◆ **GIVEN TEXT**:
Global captive insurance surpassed $50 billion in premiums during 2024, marking an all-time record according to WTW data. Extreme weather events push mainstream insurers from the United States to Europe to raise prices to levels making their services increasingly inaccessible. Companies increasingly use captive structures to work around restrictions or avoid prohibitively high prices imposed by external insurers.
Machine learning models and infrastructure developed across Kasian's previous roles at Quarks Tech and Goodsend were deployed to user bases beyond his home country. Matcha attracts interest from risk managers and captive professionals in North America and abroad. The systems he built introduced new approaches to how organizations implement AI in production environments.
Looking Forward
Kasian's technical background spans fraud detection, image moderation, and insurance infrastructure across multiple ventures. The pattern shows consistent movement from manual, rule-based processes to AI-first systems. At Quarks Tech, his models changed moderation workflows from mostly human review to largely automated review. At Matcha, he sets standards for how captives and risk programs operate by embedding agentic AI into policy administration, claims processing, accounting, and reporting functions.
The approach reduces reliance on spreadsheets and manual reconciliation while offering a more transparent operations model. The methodology tackles three main challenges: slow manual processes, lack of transparency, and difficulty scaling to new risks. Organizations respond to volatility in commercial insurance markets, comply with evolving regulations, and prepare for emerging risks where traditional tooling cannot keep pace.
Cell captive and series structures continue proliferating. These arrangements enable companies to rent space within existing captive entities rather than establishing single-parent captives. The trend accelerates as organizations seek cost-effective ways to finance risk without the administrative burdens of managing separate captive entities. Medical stop-loss captive markets approach maturity, bringing broader acceptance and understanding that fuels growth.
"Insurance is changing, and alternative risk will keep expanding its role," observes Brenden Reeves, Chief Operating Officer at Matcha. "With Matcha, organisations focus on growth while we ensure the engine runs."

◆ **DATA PROVIDED**:
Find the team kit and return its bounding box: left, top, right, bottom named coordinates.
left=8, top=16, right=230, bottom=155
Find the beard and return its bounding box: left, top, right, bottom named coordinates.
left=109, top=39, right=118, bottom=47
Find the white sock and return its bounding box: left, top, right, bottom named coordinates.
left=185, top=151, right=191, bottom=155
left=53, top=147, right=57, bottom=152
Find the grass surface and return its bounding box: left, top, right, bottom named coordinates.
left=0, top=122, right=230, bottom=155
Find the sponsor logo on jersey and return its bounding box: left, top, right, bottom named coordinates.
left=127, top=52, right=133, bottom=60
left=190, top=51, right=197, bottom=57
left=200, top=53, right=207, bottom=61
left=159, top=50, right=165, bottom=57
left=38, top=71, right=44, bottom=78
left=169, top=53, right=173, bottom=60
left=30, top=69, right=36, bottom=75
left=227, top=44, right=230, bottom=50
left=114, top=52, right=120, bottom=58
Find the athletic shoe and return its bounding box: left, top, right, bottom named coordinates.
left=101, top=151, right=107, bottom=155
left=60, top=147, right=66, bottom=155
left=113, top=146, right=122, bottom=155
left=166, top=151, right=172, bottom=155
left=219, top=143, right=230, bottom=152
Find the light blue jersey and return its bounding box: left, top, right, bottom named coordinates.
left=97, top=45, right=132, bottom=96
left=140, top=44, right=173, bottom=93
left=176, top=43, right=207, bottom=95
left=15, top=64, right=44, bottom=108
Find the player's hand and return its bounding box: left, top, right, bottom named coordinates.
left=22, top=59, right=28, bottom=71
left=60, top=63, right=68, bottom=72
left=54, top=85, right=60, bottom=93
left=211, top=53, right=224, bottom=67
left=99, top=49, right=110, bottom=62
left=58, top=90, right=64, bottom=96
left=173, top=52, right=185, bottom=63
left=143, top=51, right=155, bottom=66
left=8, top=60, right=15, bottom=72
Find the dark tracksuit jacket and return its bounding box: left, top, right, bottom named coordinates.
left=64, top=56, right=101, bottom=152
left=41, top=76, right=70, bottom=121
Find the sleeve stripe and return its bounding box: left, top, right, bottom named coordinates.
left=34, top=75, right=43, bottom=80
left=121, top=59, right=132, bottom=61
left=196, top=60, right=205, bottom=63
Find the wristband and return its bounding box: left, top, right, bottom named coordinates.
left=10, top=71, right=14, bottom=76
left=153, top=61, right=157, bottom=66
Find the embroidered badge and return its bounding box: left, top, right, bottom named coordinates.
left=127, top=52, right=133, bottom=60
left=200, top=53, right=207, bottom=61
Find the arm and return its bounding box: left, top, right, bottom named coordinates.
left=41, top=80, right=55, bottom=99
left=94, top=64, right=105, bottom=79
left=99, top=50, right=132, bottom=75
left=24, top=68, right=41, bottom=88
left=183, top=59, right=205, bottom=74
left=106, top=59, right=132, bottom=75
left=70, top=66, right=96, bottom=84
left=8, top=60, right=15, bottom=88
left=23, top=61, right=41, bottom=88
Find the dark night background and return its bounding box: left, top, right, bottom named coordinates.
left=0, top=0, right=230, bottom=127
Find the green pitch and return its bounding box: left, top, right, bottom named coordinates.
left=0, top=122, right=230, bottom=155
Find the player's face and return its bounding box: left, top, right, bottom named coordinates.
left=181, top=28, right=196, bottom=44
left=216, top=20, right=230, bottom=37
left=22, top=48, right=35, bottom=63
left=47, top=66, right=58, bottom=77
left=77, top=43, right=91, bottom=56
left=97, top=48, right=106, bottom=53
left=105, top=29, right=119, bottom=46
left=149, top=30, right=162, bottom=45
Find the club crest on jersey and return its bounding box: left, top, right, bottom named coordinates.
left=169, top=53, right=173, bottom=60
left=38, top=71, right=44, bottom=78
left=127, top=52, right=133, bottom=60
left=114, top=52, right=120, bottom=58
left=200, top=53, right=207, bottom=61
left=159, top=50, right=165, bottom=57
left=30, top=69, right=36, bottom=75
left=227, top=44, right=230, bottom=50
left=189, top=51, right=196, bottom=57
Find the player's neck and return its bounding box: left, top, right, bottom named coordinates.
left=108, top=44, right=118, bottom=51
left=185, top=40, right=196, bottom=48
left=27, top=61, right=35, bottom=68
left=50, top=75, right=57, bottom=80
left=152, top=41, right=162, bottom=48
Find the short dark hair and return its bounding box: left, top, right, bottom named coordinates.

◆ **TASK**: List every function into which, according to the captive insurance text, Matcha embeds agentic AI.

◆ **TASK SOLUTION**:
- Policy administration
- Claims processing
- Accounting
- Reporting